WRITTEN EXERCISE: Please lay out every line below as a Markdown table with the columns "No." and "Text", numbering the rows in order and omitting any blank lines.

DATASET CONTENT:
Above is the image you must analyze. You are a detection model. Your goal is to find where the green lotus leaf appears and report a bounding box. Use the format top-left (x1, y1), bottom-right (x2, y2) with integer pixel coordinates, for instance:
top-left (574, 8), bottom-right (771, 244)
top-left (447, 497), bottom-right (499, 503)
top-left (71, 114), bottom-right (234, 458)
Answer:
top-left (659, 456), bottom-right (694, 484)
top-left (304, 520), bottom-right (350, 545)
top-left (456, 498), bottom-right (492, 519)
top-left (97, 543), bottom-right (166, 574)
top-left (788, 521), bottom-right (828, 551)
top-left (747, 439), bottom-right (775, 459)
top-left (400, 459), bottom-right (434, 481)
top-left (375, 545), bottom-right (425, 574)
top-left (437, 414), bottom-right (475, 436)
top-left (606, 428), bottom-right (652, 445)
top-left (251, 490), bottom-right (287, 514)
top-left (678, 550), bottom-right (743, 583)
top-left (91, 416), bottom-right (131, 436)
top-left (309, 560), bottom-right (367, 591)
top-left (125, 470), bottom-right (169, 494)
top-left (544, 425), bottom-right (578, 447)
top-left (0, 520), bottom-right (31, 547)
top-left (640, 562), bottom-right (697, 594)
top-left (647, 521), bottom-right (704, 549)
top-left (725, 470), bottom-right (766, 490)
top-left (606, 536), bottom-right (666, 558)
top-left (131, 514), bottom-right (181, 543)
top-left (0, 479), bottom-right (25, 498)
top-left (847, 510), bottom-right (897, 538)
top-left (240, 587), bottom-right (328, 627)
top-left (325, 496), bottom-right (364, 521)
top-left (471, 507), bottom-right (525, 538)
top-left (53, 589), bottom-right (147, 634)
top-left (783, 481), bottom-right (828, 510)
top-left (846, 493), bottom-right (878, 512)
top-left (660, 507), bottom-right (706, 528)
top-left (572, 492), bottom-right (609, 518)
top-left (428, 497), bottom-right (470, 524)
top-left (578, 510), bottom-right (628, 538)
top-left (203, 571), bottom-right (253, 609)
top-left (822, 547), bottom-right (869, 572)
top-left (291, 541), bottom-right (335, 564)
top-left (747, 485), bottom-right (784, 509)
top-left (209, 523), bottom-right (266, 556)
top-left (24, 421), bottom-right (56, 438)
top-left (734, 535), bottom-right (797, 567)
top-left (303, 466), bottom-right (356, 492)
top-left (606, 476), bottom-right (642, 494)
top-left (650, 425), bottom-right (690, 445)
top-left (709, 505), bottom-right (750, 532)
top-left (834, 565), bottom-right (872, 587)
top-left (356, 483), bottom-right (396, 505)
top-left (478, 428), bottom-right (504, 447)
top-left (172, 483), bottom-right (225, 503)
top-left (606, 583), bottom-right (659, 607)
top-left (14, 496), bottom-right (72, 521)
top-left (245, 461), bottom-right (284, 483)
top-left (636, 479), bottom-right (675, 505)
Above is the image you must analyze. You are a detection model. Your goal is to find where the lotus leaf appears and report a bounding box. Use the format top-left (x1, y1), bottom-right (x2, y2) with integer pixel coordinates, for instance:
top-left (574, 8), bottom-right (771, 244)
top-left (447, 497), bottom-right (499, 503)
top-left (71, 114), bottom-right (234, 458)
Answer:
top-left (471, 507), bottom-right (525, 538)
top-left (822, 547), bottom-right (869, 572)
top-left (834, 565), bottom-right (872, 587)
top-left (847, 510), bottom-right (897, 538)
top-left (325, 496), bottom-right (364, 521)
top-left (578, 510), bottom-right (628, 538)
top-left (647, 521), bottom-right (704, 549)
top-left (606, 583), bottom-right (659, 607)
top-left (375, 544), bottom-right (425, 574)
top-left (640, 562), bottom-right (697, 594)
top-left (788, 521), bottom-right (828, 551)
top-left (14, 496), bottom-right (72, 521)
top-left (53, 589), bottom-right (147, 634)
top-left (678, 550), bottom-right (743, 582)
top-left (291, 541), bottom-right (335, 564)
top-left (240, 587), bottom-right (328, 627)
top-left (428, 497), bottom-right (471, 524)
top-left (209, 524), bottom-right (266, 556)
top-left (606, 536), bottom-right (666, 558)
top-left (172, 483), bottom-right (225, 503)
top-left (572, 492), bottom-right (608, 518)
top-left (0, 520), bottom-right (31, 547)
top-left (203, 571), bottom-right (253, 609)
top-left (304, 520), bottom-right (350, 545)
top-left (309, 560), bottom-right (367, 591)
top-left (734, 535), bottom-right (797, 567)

OUTPUT FOR THIS EXERCISE:
| No. | Text |
|---|---|
| 1 | Above is the image you must analyze. You are a detection model. Your goal is to find where the green lotus leaf appears and report a bounding box. Use the format top-left (x1, y1), bottom-right (x2, y2) with integer pixel coordinates, for instance: |
| 2 | top-left (574, 8), bottom-right (771, 244) |
| 3 | top-left (447, 497), bottom-right (499, 503) |
| 4 | top-left (71, 114), bottom-right (234, 458) |
| 5 | Answer: |
| 6 | top-left (659, 456), bottom-right (694, 484) |
| 7 | top-left (304, 520), bottom-right (350, 545) |
| 8 | top-left (456, 498), bottom-right (492, 519) |
| 9 | top-left (97, 543), bottom-right (166, 574) |
| 10 | top-left (788, 521), bottom-right (828, 551) |
| 11 | top-left (747, 439), bottom-right (775, 459) |
| 12 | top-left (400, 459), bottom-right (434, 481) |
| 13 | top-left (375, 545), bottom-right (425, 574) |
| 14 | top-left (437, 414), bottom-right (475, 436) |
| 15 | top-left (606, 428), bottom-right (652, 445) |
| 16 | top-left (251, 490), bottom-right (287, 514) |
| 17 | top-left (678, 550), bottom-right (743, 583) |
| 18 | top-left (91, 416), bottom-right (131, 436) |
| 19 | top-left (309, 560), bottom-right (367, 591) |
| 20 | top-left (125, 470), bottom-right (169, 494) |
| 21 | top-left (544, 425), bottom-right (578, 447) |
| 22 | top-left (0, 520), bottom-right (31, 547) |
| 23 | top-left (640, 562), bottom-right (697, 594) |
| 24 | top-left (647, 521), bottom-right (704, 549) |
| 25 | top-left (725, 470), bottom-right (766, 490) |
| 26 | top-left (606, 536), bottom-right (666, 558) |
| 27 | top-left (131, 514), bottom-right (181, 543) |
| 28 | top-left (0, 479), bottom-right (25, 498) |
| 29 | top-left (847, 510), bottom-right (897, 538) |
| 30 | top-left (240, 587), bottom-right (328, 627) |
| 31 | top-left (325, 496), bottom-right (364, 521) |
| 32 | top-left (471, 507), bottom-right (525, 538) |
| 33 | top-left (53, 589), bottom-right (147, 634) |
| 34 | top-left (783, 481), bottom-right (828, 510) |
| 35 | top-left (846, 493), bottom-right (878, 512) |
| 36 | top-left (660, 507), bottom-right (706, 528) |
| 37 | top-left (572, 492), bottom-right (609, 518) |
| 38 | top-left (428, 497), bottom-right (470, 524) |
| 39 | top-left (578, 510), bottom-right (628, 538) |
| 40 | top-left (203, 571), bottom-right (253, 609) |
| 41 | top-left (822, 547), bottom-right (869, 572) |
| 42 | top-left (291, 541), bottom-right (335, 564) |
| 43 | top-left (747, 485), bottom-right (784, 509) |
| 44 | top-left (209, 523), bottom-right (266, 556) |
| 45 | top-left (24, 421), bottom-right (56, 438) |
| 46 | top-left (734, 535), bottom-right (797, 567) |
| 47 | top-left (303, 466), bottom-right (356, 492) |
| 48 | top-left (606, 476), bottom-right (642, 494) |
| 49 | top-left (650, 425), bottom-right (690, 445) |
| 50 | top-left (709, 505), bottom-right (750, 532) |
| 51 | top-left (834, 565), bottom-right (872, 587) |
| 52 | top-left (356, 483), bottom-right (396, 505) |
| 53 | top-left (478, 428), bottom-right (504, 447) |
| 54 | top-left (172, 483), bottom-right (225, 503) |
| 55 | top-left (606, 583), bottom-right (659, 607) |
| 56 | top-left (14, 496), bottom-right (72, 521) |
| 57 | top-left (245, 461), bottom-right (284, 483) |
| 58 | top-left (636, 479), bottom-right (675, 505) |
| 59 | Above is the image you must analyze. You are a detection model. Your goal is to find where the lotus leaf appears and report a bounding box. Use the format top-left (x1, y1), bottom-right (x2, y2) with integer pixel coordinates, for instance: |
| 60 | top-left (574, 8), bottom-right (771, 244) |
| 61 | top-left (447, 497), bottom-right (499, 503) |
| 62 | top-left (71, 114), bottom-right (234, 458) |
| 63 | Answer: |
| 64 | top-left (471, 507), bottom-right (525, 538) |
| 65 | top-left (822, 547), bottom-right (869, 572) |
| 66 | top-left (834, 565), bottom-right (872, 587) |
| 67 | top-left (847, 510), bottom-right (897, 538) |
| 68 | top-left (325, 496), bottom-right (364, 521) |
| 69 | top-left (578, 510), bottom-right (628, 538) |
| 70 | top-left (647, 521), bottom-right (704, 549) |
| 71 | top-left (606, 583), bottom-right (659, 607) |
| 72 | top-left (375, 544), bottom-right (425, 574) |
| 73 | top-left (640, 562), bottom-right (697, 594) |
| 74 | top-left (788, 521), bottom-right (828, 551) |
| 75 | top-left (14, 496), bottom-right (72, 521) |
| 76 | top-left (53, 589), bottom-right (147, 634) |
| 77 | top-left (678, 550), bottom-right (743, 582) |
| 78 | top-left (291, 541), bottom-right (335, 564) |
| 79 | top-left (240, 587), bottom-right (328, 627) |
| 80 | top-left (428, 497), bottom-right (471, 524) |
| 81 | top-left (209, 524), bottom-right (266, 556) |
| 82 | top-left (606, 536), bottom-right (666, 558) |
| 83 | top-left (172, 483), bottom-right (225, 503) |
| 84 | top-left (572, 492), bottom-right (608, 518) |
| 85 | top-left (0, 520), bottom-right (31, 547) |
| 86 | top-left (203, 571), bottom-right (253, 609) |
| 87 | top-left (304, 520), bottom-right (350, 545) |
| 88 | top-left (309, 560), bottom-right (367, 591) |
| 89 | top-left (734, 535), bottom-right (797, 567) |